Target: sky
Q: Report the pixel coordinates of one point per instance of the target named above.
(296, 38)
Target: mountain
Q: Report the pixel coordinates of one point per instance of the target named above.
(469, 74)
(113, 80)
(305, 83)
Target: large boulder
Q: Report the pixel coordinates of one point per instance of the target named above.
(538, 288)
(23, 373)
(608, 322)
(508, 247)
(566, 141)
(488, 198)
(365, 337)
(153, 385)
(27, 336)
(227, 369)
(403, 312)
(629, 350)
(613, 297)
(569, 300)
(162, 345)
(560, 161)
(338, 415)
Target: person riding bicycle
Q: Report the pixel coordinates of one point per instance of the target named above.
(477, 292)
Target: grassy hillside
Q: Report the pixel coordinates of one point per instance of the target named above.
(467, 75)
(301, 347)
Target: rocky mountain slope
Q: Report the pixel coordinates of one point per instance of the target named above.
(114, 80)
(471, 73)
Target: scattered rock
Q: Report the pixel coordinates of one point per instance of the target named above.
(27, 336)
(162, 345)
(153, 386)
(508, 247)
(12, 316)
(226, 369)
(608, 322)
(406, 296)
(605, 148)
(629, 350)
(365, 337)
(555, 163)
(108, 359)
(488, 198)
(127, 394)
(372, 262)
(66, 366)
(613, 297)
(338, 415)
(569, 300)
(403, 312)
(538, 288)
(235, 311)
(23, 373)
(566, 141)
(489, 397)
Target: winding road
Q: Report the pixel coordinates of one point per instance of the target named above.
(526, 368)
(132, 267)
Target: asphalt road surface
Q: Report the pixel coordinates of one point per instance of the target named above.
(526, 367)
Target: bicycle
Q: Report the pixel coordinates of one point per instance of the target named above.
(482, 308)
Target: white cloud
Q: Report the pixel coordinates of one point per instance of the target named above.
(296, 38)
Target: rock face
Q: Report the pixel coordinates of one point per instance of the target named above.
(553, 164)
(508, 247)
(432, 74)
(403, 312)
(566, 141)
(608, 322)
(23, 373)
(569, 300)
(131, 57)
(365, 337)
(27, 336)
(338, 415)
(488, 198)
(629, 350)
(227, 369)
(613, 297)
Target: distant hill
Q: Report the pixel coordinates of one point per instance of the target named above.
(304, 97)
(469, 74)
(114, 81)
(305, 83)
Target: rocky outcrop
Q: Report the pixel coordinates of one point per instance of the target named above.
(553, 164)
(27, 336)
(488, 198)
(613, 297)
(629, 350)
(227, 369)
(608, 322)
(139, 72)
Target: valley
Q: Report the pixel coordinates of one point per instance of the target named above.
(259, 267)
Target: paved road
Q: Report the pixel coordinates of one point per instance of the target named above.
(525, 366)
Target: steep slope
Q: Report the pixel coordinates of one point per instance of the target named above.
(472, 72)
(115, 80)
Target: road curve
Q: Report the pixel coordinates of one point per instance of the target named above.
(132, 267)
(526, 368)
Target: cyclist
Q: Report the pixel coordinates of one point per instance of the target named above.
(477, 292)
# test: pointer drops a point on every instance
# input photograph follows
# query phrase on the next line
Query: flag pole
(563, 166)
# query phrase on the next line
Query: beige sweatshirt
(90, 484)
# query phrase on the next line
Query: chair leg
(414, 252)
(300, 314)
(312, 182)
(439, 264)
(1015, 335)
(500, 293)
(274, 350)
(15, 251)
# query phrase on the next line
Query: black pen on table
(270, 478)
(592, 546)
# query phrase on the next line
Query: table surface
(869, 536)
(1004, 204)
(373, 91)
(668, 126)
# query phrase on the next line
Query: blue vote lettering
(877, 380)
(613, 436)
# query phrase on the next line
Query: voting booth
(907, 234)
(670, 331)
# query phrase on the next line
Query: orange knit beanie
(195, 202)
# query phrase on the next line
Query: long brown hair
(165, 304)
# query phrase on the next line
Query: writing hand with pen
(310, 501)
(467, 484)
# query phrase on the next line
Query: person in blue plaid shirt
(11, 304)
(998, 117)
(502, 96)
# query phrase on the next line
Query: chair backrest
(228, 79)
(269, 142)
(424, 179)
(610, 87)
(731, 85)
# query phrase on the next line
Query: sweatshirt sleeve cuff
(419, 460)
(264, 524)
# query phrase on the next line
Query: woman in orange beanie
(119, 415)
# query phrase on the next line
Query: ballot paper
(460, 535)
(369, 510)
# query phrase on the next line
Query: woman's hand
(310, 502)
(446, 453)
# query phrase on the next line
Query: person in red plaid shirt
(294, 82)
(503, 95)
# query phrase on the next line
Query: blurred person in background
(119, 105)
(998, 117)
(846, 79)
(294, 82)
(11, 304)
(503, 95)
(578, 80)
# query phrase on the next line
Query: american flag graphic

### GIVEN PROBLEM:
Reproduce all data above, unchanged.

### EXERCISE RESULT:
Target: sky
Q: Report the pixel coordinates of one point per instance of the target named above.
(296, 38)
Target: mountain
Q: Report the pixel coordinates of one point per instance of the target named above.
(469, 74)
(113, 80)
(305, 83)
Target: large boulder
Q: Report the pixel coordinates of one point per instance of the target named above.
(538, 288)
(23, 373)
(608, 322)
(508, 247)
(566, 141)
(488, 198)
(365, 337)
(153, 385)
(27, 336)
(227, 369)
(403, 312)
(629, 350)
(613, 297)
(569, 300)
(162, 345)
(560, 161)
(338, 415)
Target: person riding bicycle
Q: Report the pixel coordinates of one point per instance of the target named above.
(477, 292)
Target: grassy hillside
Q: Report the pixel coordinates of one point per instance of the target named above.
(467, 75)
(301, 347)
Target: rocky mountain slope
Q: Report the pixel coordinates of one point per instance of the target named above.
(114, 80)
(471, 73)
Target: scattered rock
Q: Report the pixel coordinates of one point per instance of the target named above.
(27, 336)
(162, 345)
(153, 386)
(508, 247)
(12, 316)
(226, 369)
(608, 322)
(406, 296)
(605, 148)
(629, 350)
(365, 337)
(555, 163)
(108, 359)
(488, 198)
(127, 394)
(372, 262)
(66, 366)
(613, 297)
(338, 415)
(569, 300)
(403, 312)
(538, 288)
(235, 311)
(23, 373)
(566, 141)
(489, 397)
Target: winding road
Q: Report the pixel coordinates of one point per instance of the target named above.
(526, 368)
(132, 267)
Target: asphalt road surface
Q: Report the pixel coordinates of one point per instance of the target named above.
(526, 367)
Target: bicycle
Q: Report the pixel coordinates of one point per instance of the target named above.
(482, 308)
Target: white cloud
Q: Report the pixel coordinates of one point per instance of the target named above.
(296, 38)
Target: rock face
Q: Report the pixel coordinates of one point per instance of the target named above.
(553, 164)
(508, 247)
(432, 74)
(403, 312)
(566, 141)
(608, 322)
(23, 373)
(569, 300)
(131, 57)
(365, 337)
(27, 336)
(338, 415)
(488, 198)
(629, 350)
(227, 369)
(613, 297)
Target: distant hill
Q: Report the pixel coordinates of one point per instance of the target named above.
(304, 97)
(469, 74)
(114, 81)
(305, 83)
Target: rocky outcrop
Q: Report the pixel coordinates of one point per instance of the target named above.
(553, 164)
(27, 336)
(488, 198)
(613, 297)
(629, 350)
(227, 369)
(608, 322)
(139, 72)
Target: valley
Q: Report the pixel coordinates of one point per instance of the target named above.
(259, 267)
Target: paved road
Q: Report the pixel coordinates of one point per instance of the target named above.
(525, 366)
Target: steep slope
Q: Report the pixel coordinates of one point per instance of the target named above.
(472, 72)
(115, 80)
Target: road curve
Q: Report the pixel coordinates of one point per instance of the target named above.
(132, 267)
(526, 368)
Target: cyclist
Q: Report the pixel coordinates of one point per instance of the target named above.
(477, 292)
# test: pointer drops a point on every instance
# input photograph follows
# query phrase on the next line
Query: flag pole
(563, 166)
# query phrase on the next line
Query: beige sweatshirt
(90, 484)
# query phrase on the next line
Query: chair leg
(414, 252)
(300, 314)
(312, 182)
(439, 264)
(1015, 335)
(500, 293)
(274, 350)
(15, 251)
# query phrase on the next line
Query: black pen on table
(270, 478)
(592, 546)
# query phrase on the next line
Query: table surface
(869, 536)
(1004, 204)
(373, 91)
(668, 126)
# query phrase on the next line
Query: blue vote lettering
(877, 380)
(613, 436)
# query phrase on the next line
Query: voting booth
(907, 234)
(670, 331)
# query phrase on the next line
Query: orange knit beanie
(195, 202)
# query phrase on the next line
Query: long brown hair
(165, 304)
# query phrase on the next line
Query: writing hand with pen
(310, 501)
(467, 484)
# query phrase on the next line
Query: person in blue plaid shirt
(11, 304)
(998, 117)
(502, 96)
# query phrase on the next line
Query: chair backrest
(228, 79)
(269, 142)
(424, 179)
(610, 87)
(731, 85)
# query phrase on the next line
Query: sweatshirt sleeve cuff
(419, 460)
(264, 524)
# query phrase on the next line
Query: woman in orange beanie
(119, 415)
# query phrase on the next line
Query: ballot paper
(460, 535)
(369, 510)
# query phrase on the next line
Query: woman's hand
(310, 502)
(446, 453)
# query phrase on the next line
Query: person in red plaid shirt
(294, 82)
(503, 95)
# query phrase on the next line
Query: blurred person in background
(119, 105)
(998, 117)
(846, 79)
(294, 82)
(11, 304)
(503, 95)
(578, 80)
# query phrase on the next line
Query: american flag graphic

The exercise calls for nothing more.